** START OF DATA TO PROCESS **
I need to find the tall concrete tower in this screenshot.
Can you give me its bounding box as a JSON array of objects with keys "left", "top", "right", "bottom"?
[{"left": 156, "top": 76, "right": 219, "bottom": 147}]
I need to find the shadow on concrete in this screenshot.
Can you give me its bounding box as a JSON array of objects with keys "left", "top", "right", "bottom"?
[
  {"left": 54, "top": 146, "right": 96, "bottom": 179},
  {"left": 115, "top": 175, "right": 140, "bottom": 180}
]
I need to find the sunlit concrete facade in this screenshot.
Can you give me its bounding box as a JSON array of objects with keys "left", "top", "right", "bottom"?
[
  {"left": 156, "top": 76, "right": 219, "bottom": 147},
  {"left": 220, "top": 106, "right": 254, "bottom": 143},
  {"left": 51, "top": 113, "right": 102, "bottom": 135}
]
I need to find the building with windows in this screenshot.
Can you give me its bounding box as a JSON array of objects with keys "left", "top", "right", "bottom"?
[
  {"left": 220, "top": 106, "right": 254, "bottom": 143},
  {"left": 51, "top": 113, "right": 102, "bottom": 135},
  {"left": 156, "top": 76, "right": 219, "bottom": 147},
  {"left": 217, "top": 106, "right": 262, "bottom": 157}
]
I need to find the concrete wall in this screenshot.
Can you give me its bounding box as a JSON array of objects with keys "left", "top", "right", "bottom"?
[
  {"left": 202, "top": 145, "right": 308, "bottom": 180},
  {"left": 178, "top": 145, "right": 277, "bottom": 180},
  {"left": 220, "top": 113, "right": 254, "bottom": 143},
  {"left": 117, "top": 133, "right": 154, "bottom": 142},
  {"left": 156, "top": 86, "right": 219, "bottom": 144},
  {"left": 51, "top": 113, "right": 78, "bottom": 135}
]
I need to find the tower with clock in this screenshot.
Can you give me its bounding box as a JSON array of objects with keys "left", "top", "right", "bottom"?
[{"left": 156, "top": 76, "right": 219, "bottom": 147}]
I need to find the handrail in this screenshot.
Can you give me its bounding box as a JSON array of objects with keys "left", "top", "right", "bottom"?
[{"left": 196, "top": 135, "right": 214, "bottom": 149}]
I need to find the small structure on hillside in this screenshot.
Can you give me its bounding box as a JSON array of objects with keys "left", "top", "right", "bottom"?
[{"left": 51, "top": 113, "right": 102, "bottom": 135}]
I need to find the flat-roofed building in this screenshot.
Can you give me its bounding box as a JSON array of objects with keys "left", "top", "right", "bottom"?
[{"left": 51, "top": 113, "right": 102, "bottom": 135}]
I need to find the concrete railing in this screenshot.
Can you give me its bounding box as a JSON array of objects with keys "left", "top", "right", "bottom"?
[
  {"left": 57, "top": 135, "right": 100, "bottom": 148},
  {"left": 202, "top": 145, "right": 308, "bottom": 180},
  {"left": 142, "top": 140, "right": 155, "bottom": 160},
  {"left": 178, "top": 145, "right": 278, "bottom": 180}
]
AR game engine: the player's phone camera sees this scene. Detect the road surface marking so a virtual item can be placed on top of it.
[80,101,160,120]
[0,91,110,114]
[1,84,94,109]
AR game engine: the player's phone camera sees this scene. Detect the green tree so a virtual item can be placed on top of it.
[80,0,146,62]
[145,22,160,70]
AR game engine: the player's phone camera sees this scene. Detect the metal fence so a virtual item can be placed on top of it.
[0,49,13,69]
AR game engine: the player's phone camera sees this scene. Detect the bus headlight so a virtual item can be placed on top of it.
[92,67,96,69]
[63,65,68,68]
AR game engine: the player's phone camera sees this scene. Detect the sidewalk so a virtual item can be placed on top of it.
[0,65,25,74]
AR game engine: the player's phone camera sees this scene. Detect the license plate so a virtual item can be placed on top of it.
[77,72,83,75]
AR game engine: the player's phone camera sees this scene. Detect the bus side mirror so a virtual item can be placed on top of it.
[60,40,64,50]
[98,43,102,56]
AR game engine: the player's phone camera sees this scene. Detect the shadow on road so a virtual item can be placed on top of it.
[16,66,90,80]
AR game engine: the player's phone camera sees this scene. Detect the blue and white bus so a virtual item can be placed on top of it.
** END OF DATA TO PROCESS **
> _AIM_: Copy out the material above verbatim, beginning with the line that contains "I need to find the flat-roofed" and continuing through the line that contains "[145,22,160,70]".

> _THE OUTPUT_:
I need to find the flat-roofed building in this screenshot.
Can you give me its bounding box as a JSON array of objects with keys "left", "top", "right", "bottom"?
[{"left": 51, "top": 113, "right": 102, "bottom": 135}]
I need to find the concrete railing in this screenshot.
Can you give me its bounding box as a JSON array of objects with keys "left", "top", "right", "bottom"?
[
  {"left": 57, "top": 135, "right": 100, "bottom": 148},
  {"left": 202, "top": 145, "right": 308, "bottom": 180},
  {"left": 142, "top": 140, "right": 155, "bottom": 160},
  {"left": 178, "top": 145, "right": 278, "bottom": 180}
]
AR game engine: the player's phone camera sees this scene. Detect the road surface marking so a virtual item can be placed on top of it.
[80,101,160,120]
[0,91,110,114]
[1,84,94,109]
AR game engine: the player's phone camera sees this scene. Detect the green tree so a virtual item can be placed on top of it.
[80,0,146,62]
[145,22,160,70]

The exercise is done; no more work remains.